- _EXTRACT PROVIDED_:
================================

The number is right there, nestled smack in the middle against the windshield in red:

575.

In case you missed it, there are another four red 575s stitched into the seat backs.

You might excuse Jaguar for the numerical ostentation, but with manufacturers taking

the horsepower arms race nuclear, the 6-year-old XJR sure could use a hook.

What better way to stand out than an engine output humblebrag?

The $122,400 Jaguar XJR575 gains 25 horsepower for 2018 thanks to software recalibration,

which helps scoot the 17-foot-long four-door to 60 mph in a claimed 4.2 seconds.

I'm gunning the XJR575 along the mountainous passes near the Alvão Natural Park in northern

Portugal to find out whether the upgrade is enough to keep this underdog relevant in the

fevered pitch of the high-dollar sedan market.

Glance at the Jag in profile, and you might doubt its athleticism.

Though nearly identical in length to a long-wheelbase BMW 7-Series and Mercedes-Benz S-Class (and

1.8 inches shorter than the Audi A8L), the XJR575's sloping rear window and rounder styling

lend it a somewhat lazier, more lavish appearance.

It's also long in the tooth, this design having been first introduced in 2009, but it wears

its age surprisingly well.

Frankly, you just don't see XJ-series Jags as often as their strong-selling competitors,

and that keeps them looking fresher, somehow.

In contrast, the Germans have kept their exterior lines purposeful and contemporary looking,

with more frequent redesigns furthering their cause.

Climb inside, and the XJR's premium trim lends a bit more modernity to the familiar cabin.

For starters, the diamond-quilted and perforated leather seats offer solid support, but they

might be a bit firm for long hauls.

Unlike other XJs, the XJR and R-Sport trims don't offer a massaging feature, an unfortunate

sacrifice that is available on most, if not all, of the competitive set.

The rear quarters do, however, offer enough legroom for serious stretching out.

================================

- _EXTRACTED RECORDS_:
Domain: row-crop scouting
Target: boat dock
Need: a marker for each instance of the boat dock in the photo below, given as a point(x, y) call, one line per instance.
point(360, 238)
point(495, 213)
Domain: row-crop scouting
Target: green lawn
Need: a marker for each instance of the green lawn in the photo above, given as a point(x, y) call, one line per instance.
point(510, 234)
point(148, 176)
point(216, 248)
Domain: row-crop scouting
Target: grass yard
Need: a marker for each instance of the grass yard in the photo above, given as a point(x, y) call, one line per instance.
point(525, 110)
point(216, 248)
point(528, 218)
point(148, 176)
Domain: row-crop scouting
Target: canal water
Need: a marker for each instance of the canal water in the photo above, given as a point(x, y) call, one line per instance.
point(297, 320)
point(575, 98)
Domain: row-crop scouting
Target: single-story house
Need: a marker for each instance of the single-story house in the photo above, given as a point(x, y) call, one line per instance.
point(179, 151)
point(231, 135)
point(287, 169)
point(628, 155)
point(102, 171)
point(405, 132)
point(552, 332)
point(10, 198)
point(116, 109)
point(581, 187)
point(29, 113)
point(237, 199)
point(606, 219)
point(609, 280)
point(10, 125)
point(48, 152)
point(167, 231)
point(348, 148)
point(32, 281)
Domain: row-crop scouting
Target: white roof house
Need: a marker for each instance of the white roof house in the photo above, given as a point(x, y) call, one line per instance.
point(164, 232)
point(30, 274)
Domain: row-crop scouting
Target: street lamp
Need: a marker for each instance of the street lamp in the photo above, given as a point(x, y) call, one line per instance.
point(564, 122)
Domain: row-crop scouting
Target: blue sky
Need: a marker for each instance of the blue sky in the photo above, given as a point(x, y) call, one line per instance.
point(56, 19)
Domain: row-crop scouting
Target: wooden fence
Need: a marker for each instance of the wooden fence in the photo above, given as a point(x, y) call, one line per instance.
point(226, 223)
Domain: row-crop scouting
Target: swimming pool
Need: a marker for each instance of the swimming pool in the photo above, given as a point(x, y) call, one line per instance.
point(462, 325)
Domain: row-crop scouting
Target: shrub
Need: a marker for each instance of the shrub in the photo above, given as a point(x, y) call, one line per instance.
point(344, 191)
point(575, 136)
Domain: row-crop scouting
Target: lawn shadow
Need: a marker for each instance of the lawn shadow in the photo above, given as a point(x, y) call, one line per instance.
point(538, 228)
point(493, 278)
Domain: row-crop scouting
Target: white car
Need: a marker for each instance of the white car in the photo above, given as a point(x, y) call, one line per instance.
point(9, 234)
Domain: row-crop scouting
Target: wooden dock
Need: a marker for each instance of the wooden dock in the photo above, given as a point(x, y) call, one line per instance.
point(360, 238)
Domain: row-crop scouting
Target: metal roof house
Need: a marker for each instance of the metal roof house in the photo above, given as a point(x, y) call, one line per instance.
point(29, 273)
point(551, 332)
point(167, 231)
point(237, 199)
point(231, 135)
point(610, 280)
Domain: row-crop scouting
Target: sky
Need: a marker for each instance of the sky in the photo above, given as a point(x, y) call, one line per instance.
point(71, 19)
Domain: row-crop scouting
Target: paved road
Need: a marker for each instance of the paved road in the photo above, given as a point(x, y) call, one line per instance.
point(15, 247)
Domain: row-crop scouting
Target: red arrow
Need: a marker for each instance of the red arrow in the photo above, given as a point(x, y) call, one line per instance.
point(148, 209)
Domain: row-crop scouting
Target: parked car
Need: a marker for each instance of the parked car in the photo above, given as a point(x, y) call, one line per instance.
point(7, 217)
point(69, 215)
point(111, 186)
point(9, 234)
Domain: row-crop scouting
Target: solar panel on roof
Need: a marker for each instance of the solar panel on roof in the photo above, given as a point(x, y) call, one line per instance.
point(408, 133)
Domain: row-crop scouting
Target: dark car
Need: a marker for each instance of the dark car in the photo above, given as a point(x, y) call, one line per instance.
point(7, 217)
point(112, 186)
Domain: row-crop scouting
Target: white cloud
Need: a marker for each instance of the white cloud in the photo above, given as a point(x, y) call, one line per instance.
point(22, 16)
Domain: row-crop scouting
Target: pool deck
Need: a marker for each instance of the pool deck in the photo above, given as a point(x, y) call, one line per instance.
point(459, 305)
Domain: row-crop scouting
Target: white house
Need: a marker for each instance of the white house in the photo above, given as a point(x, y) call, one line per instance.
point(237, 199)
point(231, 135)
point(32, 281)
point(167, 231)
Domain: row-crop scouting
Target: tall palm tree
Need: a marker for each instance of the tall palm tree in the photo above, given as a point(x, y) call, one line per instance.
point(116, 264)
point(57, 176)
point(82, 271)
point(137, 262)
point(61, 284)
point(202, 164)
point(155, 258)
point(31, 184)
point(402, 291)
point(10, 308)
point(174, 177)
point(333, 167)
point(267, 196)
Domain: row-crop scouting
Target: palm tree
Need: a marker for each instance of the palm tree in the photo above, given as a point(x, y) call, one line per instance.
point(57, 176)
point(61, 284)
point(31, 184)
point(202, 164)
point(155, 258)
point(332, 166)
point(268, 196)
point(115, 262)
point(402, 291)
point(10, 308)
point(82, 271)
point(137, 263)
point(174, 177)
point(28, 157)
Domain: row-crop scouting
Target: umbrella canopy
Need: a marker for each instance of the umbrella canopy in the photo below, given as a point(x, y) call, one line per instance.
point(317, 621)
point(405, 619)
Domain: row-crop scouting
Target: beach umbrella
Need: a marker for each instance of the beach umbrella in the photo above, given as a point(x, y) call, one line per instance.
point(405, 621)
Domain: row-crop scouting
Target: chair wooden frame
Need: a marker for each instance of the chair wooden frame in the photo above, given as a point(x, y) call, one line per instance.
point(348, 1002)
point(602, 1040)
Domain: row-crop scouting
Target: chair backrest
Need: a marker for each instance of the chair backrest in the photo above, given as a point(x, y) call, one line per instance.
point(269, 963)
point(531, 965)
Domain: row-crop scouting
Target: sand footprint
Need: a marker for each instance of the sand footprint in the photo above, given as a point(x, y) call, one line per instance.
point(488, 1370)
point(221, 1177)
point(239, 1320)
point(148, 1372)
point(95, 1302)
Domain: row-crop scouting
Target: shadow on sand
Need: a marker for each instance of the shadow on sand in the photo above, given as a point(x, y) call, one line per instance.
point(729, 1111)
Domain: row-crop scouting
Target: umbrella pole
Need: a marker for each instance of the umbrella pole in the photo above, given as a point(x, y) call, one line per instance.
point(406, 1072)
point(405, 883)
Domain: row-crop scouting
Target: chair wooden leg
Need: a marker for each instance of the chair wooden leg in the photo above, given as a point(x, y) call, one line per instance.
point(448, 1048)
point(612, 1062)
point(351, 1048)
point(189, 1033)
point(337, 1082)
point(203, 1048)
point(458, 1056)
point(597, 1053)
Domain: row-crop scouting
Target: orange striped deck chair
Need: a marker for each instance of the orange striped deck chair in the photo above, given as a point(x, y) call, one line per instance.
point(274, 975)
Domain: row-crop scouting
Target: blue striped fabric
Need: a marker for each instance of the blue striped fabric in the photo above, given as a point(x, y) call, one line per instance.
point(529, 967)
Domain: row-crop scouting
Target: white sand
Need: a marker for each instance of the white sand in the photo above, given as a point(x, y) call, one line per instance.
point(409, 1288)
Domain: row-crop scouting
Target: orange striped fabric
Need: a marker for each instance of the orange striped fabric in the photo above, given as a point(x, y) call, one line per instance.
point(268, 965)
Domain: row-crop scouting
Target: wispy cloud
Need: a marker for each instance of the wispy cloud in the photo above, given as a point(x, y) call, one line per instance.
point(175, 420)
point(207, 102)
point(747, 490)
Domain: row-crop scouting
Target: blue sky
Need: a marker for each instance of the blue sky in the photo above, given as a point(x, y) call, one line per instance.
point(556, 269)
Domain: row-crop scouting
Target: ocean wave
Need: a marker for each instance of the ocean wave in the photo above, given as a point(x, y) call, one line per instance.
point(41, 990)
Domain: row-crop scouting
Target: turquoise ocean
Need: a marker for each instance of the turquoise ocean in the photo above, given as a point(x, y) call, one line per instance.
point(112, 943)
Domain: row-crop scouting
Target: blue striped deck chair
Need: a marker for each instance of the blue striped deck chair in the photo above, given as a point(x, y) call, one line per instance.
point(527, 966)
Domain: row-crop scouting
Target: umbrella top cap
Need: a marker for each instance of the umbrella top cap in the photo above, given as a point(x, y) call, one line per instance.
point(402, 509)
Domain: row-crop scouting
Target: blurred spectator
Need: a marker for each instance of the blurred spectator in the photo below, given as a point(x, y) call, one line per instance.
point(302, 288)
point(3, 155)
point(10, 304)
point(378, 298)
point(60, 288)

================================

- _GIVEN EXERCISE_: Write out the Jaguar XJR575 review word for word, from "In case you" to "claimed 4.2 seconds.".

- _CORRECT ANSWER_:
In case you missed it, there are another four red 575s stitched into the seat backs.

You might excuse Jaguar for the numerical ostentation, but with manufacturers taking

the horsepower arms race nuclear, the 6-year-old XJR sure could use a hook.

What better way to stand out than an engine output humblebrag?

The $122,400 Jaguar XJR575 gains 25 horsepower for 2018 thanks to software recalibration,

which helps scoot the 17-foot-long four-door to 60 mph in a claimed 4.2 seconds.